%%

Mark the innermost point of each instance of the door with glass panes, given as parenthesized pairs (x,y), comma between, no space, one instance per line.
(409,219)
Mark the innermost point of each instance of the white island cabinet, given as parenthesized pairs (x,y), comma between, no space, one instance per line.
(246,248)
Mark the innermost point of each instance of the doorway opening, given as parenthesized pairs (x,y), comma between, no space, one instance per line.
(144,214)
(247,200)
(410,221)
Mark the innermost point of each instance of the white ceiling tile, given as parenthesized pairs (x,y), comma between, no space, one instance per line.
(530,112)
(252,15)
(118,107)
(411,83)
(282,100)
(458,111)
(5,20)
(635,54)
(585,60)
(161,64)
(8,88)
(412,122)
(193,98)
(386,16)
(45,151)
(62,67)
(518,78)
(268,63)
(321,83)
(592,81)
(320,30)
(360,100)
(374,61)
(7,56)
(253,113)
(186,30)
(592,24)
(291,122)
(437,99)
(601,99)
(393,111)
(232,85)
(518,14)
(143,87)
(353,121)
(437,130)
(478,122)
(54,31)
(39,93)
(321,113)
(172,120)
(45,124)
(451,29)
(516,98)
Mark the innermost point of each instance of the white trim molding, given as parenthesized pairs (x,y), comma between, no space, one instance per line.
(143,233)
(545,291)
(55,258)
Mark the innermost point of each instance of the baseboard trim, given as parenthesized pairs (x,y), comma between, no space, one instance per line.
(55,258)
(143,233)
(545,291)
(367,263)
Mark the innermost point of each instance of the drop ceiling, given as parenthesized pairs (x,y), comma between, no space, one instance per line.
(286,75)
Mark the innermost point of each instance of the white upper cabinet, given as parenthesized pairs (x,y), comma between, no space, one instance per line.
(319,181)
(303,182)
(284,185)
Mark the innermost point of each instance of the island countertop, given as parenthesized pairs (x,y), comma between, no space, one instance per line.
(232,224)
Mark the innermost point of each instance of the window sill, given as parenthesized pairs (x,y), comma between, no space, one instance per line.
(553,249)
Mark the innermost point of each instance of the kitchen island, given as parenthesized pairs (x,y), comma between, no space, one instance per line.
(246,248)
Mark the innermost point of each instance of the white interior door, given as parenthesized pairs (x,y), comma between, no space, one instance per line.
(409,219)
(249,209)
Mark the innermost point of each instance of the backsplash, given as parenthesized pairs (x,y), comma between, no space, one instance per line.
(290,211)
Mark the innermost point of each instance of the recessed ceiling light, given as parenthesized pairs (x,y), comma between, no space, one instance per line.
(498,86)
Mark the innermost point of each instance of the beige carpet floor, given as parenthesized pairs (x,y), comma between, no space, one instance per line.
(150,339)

%%

▸ WHAT YOU SHOULD DO: Could you write out all of the entries precisely as they stand?

▸ WRITTEN SOLUTION:
Mark the innermost point of each instance of the door with glass panes, given as parenthesized pairs (x,y), comma between, no space, one instance per line.
(409,219)
Mark the innermost point of each instance of the white island cabinet, given as parenthesized pairs (x,y), comma between, no space, one instance per line.
(246,248)
Mark the innermost point of each instance of the doorway opening, given as parenthesized pairs (x,y), comma between, no space, one instance per line.
(144,214)
(247,200)
(410,221)
Mark the innermost point of each instance of the white ceiling tile, given as parenthesized pairs (x,y), comma between, no space, one instance per line.
(530,112)
(252,15)
(118,107)
(411,83)
(282,100)
(458,111)
(5,20)
(635,54)
(585,60)
(161,64)
(8,88)
(412,122)
(193,98)
(386,16)
(45,151)
(62,67)
(518,78)
(268,63)
(321,83)
(592,81)
(320,30)
(360,100)
(374,61)
(7,56)
(253,113)
(186,30)
(592,24)
(291,122)
(437,99)
(601,99)
(393,111)
(232,85)
(518,14)
(143,87)
(353,121)
(437,130)
(478,122)
(54,31)
(39,93)
(321,113)
(172,120)
(45,124)
(451,29)
(516,98)
Mark the innermost point of each instance of the white trim molding, given as parenthesized pairs (x,y), comma between, no space, one instance per line.
(143,233)
(545,291)
(55,258)
Mark the innermost point of each instance of the baseboard trim, given as parenthesized pairs (x,y), comma between, no space, one instance per line.
(55,258)
(143,233)
(545,291)
(367,263)
Mark the innermost point of each instance of the drop ceiling, given as parenthesized pairs (x,y), comma between, no space, one instance per line.
(286,75)
Mark the innermost point of each instance of the white upper cabinet, given as parenthesized pairs (x,y), comma between, no space, one instance per line.
(319,181)
(303,182)
(284,185)
Mark the innermost point of each instance of the island countertop, given as parenthesized pairs (x,y), comma between, no space, one instance per line.
(232,224)
Mark the innermost point of each instance of the window sill, given as parenthesized pairs (x,y), comma between, no space, one instance per line.
(553,249)
Mark the innermost point of each instance of the kitchen island, given as parenthesized pairs (x,y), comma between, no space, one instance per line.
(246,248)
Mark the innermost point of each instance of the white interior door, given as parenthesized pairs (x,y), comma between, no space, one instance per line.
(409,219)
(249,209)
Mark the innermost point of each instance of the backsplash, given as parenthesized pairs (x,y), comma between, no space, one instance per line.
(290,211)
Mark the innermost point of each instance of the recessed ceiling light, given as parenthesized pairs (x,y), comma between, no space, one instance per line.
(498,86)
Mark the innermost point of each instance of the beige carpet floor, given as parenthesized pairs (x,y), comma between, no space, one instance per line.
(150,339)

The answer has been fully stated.